Rewrite the items from the line that contains "of the deep" through the end of the items, replacing "pointer" with "cursor" and keeping everything else the same.

▶ _Data provided_:
-=-=-=-=-
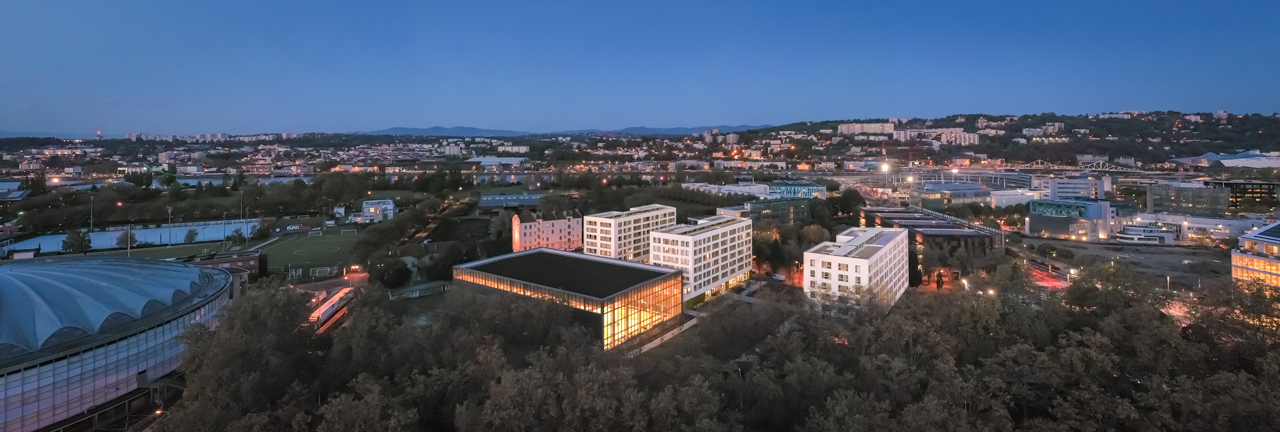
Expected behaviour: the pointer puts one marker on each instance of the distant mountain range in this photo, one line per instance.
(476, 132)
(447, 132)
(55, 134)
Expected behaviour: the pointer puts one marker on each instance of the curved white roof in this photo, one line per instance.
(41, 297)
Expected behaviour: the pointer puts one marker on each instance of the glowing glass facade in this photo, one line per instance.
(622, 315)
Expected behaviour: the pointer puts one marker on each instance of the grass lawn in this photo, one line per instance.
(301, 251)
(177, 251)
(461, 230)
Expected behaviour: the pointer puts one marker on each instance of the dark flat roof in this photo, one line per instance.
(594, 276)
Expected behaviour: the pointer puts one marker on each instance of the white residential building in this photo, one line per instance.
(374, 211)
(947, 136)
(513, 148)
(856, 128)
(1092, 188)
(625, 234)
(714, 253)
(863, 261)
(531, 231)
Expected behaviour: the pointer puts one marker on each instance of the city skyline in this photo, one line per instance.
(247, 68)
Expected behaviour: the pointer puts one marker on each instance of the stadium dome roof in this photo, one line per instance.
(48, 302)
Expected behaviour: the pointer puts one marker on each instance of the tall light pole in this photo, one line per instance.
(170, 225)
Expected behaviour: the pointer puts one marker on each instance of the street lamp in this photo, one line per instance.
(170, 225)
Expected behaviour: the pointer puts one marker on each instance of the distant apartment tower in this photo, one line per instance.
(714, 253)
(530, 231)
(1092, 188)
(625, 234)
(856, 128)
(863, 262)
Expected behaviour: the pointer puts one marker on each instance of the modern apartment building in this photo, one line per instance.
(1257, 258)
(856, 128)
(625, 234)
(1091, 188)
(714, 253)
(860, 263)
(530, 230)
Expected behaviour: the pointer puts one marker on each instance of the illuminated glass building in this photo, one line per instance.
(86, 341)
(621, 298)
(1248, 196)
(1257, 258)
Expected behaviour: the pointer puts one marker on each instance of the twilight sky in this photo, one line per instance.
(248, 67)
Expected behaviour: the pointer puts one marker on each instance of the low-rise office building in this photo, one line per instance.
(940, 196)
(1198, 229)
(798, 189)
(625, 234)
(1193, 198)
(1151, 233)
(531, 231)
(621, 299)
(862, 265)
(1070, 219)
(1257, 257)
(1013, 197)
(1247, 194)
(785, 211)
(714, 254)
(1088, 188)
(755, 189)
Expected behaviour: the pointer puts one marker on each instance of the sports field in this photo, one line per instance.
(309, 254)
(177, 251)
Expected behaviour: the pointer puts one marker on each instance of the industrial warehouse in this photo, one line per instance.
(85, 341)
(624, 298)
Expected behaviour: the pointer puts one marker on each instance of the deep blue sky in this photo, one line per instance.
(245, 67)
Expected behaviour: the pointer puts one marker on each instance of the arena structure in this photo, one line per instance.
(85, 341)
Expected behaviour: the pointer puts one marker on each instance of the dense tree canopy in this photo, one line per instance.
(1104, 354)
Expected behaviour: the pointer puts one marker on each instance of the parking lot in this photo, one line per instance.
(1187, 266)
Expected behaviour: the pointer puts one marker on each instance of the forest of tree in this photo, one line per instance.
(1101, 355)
-=-=-=-=-
▶ _Complete output_:
Expected behaviour: the cursor puts one marker on each instance of the deep blue sky in this photo, one line per instance.
(245, 67)
Expected behaviour: the cursor puts one marker on each instance of the arena structure in this photo, one line per instance.
(85, 341)
Expected behaviour: the cursor puts one marker on each instance of the dense tree canopy in this photo, one line per instance.
(1104, 354)
Expected behaviour: the cursor puts one marker on each instance of the parking lot in this photo, one line per instance.
(1187, 266)
Expected behaviour: the cursor puts one marker on each instance of the forest of tree in this photo, one line per instance.
(1101, 355)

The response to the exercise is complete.